== EXERCISE TASK ==
Rewrite the lines below as a JSON list of strings, one string per line and no blank lines, and leave out the pictures.

== Detection examples ==
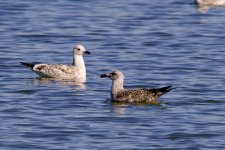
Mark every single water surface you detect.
[0,0,225,150]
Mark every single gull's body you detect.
[100,70,171,103]
[196,0,225,6]
[21,45,90,82]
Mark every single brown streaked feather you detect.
[20,62,35,69]
[113,86,171,103]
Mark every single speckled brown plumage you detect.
[21,45,90,82]
[100,70,172,103]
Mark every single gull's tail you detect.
[20,62,34,69]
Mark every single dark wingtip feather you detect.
[20,62,34,69]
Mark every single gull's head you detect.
[100,70,124,80]
[73,44,91,55]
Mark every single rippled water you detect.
[0,0,225,150]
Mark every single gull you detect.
[20,44,91,82]
[196,0,225,6]
[100,70,172,103]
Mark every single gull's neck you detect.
[111,78,124,96]
[72,54,86,78]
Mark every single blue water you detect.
[0,0,225,150]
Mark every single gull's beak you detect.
[84,51,91,55]
[100,74,111,78]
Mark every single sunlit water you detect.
[0,0,225,150]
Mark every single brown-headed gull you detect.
[20,45,90,82]
[100,70,172,103]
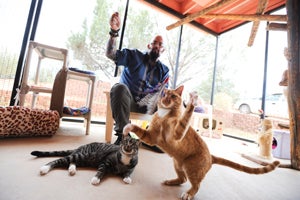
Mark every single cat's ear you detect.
[175,85,184,96]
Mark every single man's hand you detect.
[123,123,133,136]
[109,12,121,31]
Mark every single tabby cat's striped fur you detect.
[31,136,140,185]
[123,86,279,200]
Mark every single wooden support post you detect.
[267,23,287,31]
[286,0,300,170]
[248,0,268,47]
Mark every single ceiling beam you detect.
[166,0,236,30]
[200,14,287,22]
[267,23,287,31]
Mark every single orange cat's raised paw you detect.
[123,124,133,135]
[189,91,198,106]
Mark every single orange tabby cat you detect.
[123,86,279,200]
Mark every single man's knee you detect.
[110,83,130,99]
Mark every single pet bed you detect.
[0,106,60,138]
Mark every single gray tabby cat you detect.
[31,136,140,185]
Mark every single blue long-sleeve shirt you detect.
[116,48,169,100]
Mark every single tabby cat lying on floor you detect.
[31,136,140,185]
[123,86,279,200]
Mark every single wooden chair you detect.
[15,41,96,135]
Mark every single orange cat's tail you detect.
[212,155,280,174]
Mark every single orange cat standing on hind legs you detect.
[123,86,279,200]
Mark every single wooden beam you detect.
[200,14,287,22]
[267,23,287,31]
[166,0,236,30]
[248,0,268,47]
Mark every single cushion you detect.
[0,106,60,138]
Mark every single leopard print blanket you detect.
[0,106,60,138]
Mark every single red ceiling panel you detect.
[139,0,285,35]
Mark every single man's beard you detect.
[149,50,159,61]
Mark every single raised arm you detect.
[105,12,121,60]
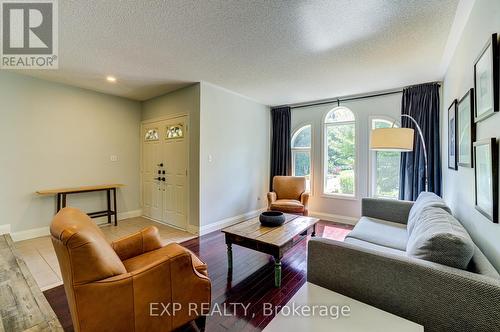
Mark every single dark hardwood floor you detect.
[44,221,352,331]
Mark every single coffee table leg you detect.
[227,243,233,271]
[274,257,281,288]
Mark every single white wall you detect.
[0,71,140,236]
[142,84,200,228]
[200,82,270,232]
[292,93,401,223]
[441,0,500,270]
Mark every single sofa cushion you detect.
[408,191,451,236]
[406,207,474,270]
[347,217,408,251]
[344,237,406,256]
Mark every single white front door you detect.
[163,117,188,229]
[142,124,163,220]
[142,116,189,229]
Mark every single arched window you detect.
[292,125,311,192]
[370,117,401,199]
[323,107,356,196]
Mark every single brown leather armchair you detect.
[267,176,309,216]
[50,208,211,332]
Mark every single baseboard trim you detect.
[200,208,266,235]
[10,210,142,242]
[309,212,359,225]
[188,225,200,235]
[0,224,10,235]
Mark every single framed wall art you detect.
[474,138,498,223]
[474,33,499,122]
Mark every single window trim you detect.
[368,115,401,199]
[321,106,360,201]
[290,123,314,196]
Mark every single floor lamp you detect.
[370,114,429,191]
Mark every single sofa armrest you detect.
[111,226,162,261]
[361,198,413,224]
[307,239,500,332]
[131,243,211,330]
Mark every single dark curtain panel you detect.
[269,106,292,190]
[399,83,441,201]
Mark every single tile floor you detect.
[15,217,195,291]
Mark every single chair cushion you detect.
[346,217,407,251]
[273,176,306,200]
[406,207,475,270]
[407,191,451,236]
[123,245,208,276]
[344,237,406,256]
[271,199,304,213]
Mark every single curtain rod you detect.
[273,82,441,108]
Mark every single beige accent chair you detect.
[50,208,211,332]
[267,176,309,216]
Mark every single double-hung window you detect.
[370,117,401,199]
[323,107,356,197]
[292,125,311,192]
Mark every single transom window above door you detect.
[323,106,356,197]
[144,128,160,141]
[165,124,184,139]
[292,125,311,192]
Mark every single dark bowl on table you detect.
[259,211,285,227]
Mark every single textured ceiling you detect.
[17,0,458,105]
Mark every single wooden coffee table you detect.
[222,214,319,287]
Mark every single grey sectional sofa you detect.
[307,193,500,332]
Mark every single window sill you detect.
[321,193,359,201]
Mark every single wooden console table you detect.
[36,184,125,226]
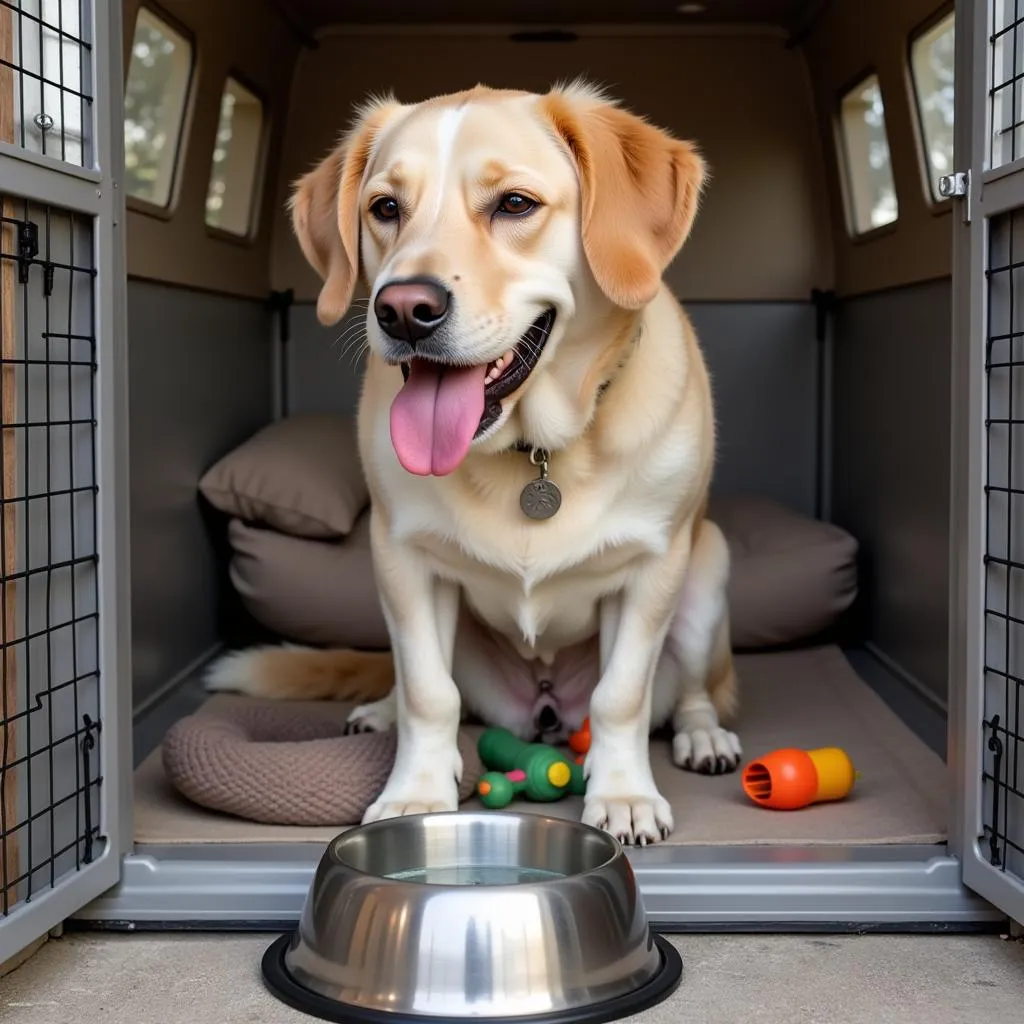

== ANSWER IN FULL ==
[
  "Mark every single water surface you detect.",
  "[0,0,225,150]",
  "Mark every single gull's body you detect.",
  "[100,70,171,103]",
  "[196,0,225,6]",
  "[21,45,90,82]",
  "Mark every single brown streaked feather you detect.",
  "[20,62,35,69]",
  "[113,86,171,103]",
  "Mark every single speckled brown plumage you detect.",
  "[21,45,90,82]",
  "[100,70,172,103]",
  "Mark every single gull's tail you detect.",
  "[20,62,34,69]",
  "Mark every single dark wingtip feather you detect.",
  "[20,62,34,69]",
  "Mark every single gull's head you detect.",
  "[100,70,124,80]",
  "[73,44,91,55]",
  "Mark every single rippled water you detect.",
  "[0,0,225,150]",
  "Mark every single gull you detect.",
  "[20,44,91,82]",
  "[196,0,225,6]",
  "[100,70,172,103]",
  "Mark every single gull's neck you detect.",
  "[111,78,124,96]",
  "[72,54,86,78]",
  "Mark every single blue water you detect.",
  "[0,0,225,150]",
  "Mark every single gull's beak you detect.",
  "[84,51,91,55]",
  "[100,74,111,78]",
  "Mark every single sunlit water you detect.",
  "[0,0,225,150]",
  "Mark every single brown-headed gull you detect.",
  "[20,45,90,82]",
  "[100,70,172,103]",
  "Mark every single cat's ear you detect.",
  "[175,85,184,96]",
  "Mark every single man's hand you detect.",
  "[123,123,133,136]",
  "[109,12,121,31]",
  "Mark every single tabby cat's striped fur you detect.",
  "[31,136,140,185]",
  "[123,86,279,200]",
  "Mark every single wooden support post you detect.",
  "[267,23,287,31]",
  "[286,0,300,170]",
  "[248,0,268,47]",
  "Mark every single ceiling beam you detect.",
  "[166,0,236,30]",
  "[200,14,287,22]",
  "[267,23,287,31]",
  "Mark every single orange cat's raised paw you detect.",
  "[123,124,133,135]",
  "[189,91,198,106]",
  "Mark every single orange tabby cat you detect.",
  "[123,86,279,200]",
  "Mark every single man's knee you detect.",
  "[110,83,130,99]",
  "Mark every single pet bed you detect.",
  "[0,106,60,138]",
  "Mark every single gray tabby cat you detect.",
  "[31,136,140,185]",
  "Mark every single blue long-sleeve shirt you detect.",
  "[116,48,169,100]",
  "Mark every single tabby cat lying on floor you detect.",
  "[31,136,140,185]",
  "[123,86,279,200]",
  "Mark every single wooden chair you detect.",
  "[15,41,96,135]",
  "Mark every single orange cat's tail you detect.",
  "[212,155,280,174]",
  "Mark every single orange cat standing on hind legs you detect.",
  "[123,86,279,200]",
  "Mark every single wooden beam you detect.",
  "[200,14,287,22]",
  "[267,23,287,31]",
  "[166,0,236,30]",
  "[248,0,268,47]",
  "Mark every single cushion you detect.",
  "[0,106,60,138]",
  "Mark every single leopard print blanket you detect.",
  "[0,106,60,138]",
  "Mark every single red ceiling panel you detect.",
  "[139,0,285,35]",
  "Mark every single man's beard you detect.",
  "[149,50,159,61]",
  "Mark every single raised arm you detect.",
  "[105,12,121,60]",
  "Mark every single dark hardwood floor you detect.",
  "[44,221,352,331]",
  "Mark every single coffee table leg you detect.",
  "[227,243,233,271]",
  "[274,257,281,288]",
  "Mark every single white wall you detect.",
  "[0,71,140,236]",
  "[142,84,200,228]",
  "[200,82,270,232]",
  "[292,93,401,223]",
  "[441,0,500,270]",
  "Mark every single sofa cushion you detect.",
  "[408,191,451,236]",
  "[406,207,474,270]",
  "[347,217,408,251]",
  "[344,237,406,256]",
  "Mark every single white front door you detect.",
  "[163,117,188,229]",
  "[142,124,163,220]",
  "[142,116,189,229]",
  "Mark every single arched window you detect.",
  "[292,125,311,192]",
  "[370,117,401,199]",
  "[323,107,356,196]",
  "Mark every single brown leather armchair you detect.",
  "[267,176,309,216]",
  "[50,208,211,332]",
  "Mark every single baseboard trim you detect.",
  "[200,208,266,235]",
  "[10,210,142,242]",
  "[309,212,359,225]",
  "[188,225,200,235]",
  "[0,224,10,235]",
  "Mark every single framed wall art you detect.",
  "[474,138,498,223]",
  "[474,33,499,122]",
  "Mark every single window trim you detect.",
  "[368,115,401,199]",
  "[321,106,360,201]",
  "[290,123,314,196]",
  "Mark every single floor lamp you detect.",
  "[370,114,429,191]",
  "Mark every single sofa armrest you detect.",
  "[111,226,162,261]",
  "[361,198,413,224]",
  "[307,239,500,332]",
  "[131,243,211,330]",
  "Mark every single dark curtain panel you detect.",
  "[269,106,292,190]",
  "[399,83,441,201]",
  "Mark every single tile floor you detect.",
  "[15,217,195,291]",
  "Mark every single chair cushion you detect.",
  "[346,217,407,251]",
  "[273,176,306,200]",
  "[406,207,475,270]",
  "[407,191,451,236]",
  "[123,245,208,276]",
  "[344,237,406,256]",
  "[271,199,304,213]",
  "Mark every single curtain rod you detect.",
  "[273,82,441,108]",
  "Mark every single beige accent chair you detect.",
  "[50,208,211,332]",
  "[267,176,309,216]",
  "Mark every single double-hung window you detect.",
  "[370,117,401,199]",
  "[323,107,356,197]",
  "[292,125,311,192]",
  "Mark every single transom window above door you detect.",
  "[323,106,356,197]",
  "[144,128,160,141]",
  "[165,124,184,139]",
  "[292,125,311,192]",
  "Mark every single dark bowl on table you detect.",
  "[259,211,285,227]",
  "Mark every single textured ceiling you detect.",
  "[17,0,458,105]",
  "Mark every single wooden coffee table you detect.",
  "[222,214,319,287]",
  "Mark every single grey sectional sofa you detect.",
  "[307,193,500,332]",
  "Mark every single window sill you detect.",
  "[321,193,359,201]",
  "Mark every single wooden console table you detect.",
  "[36,184,125,226]"
]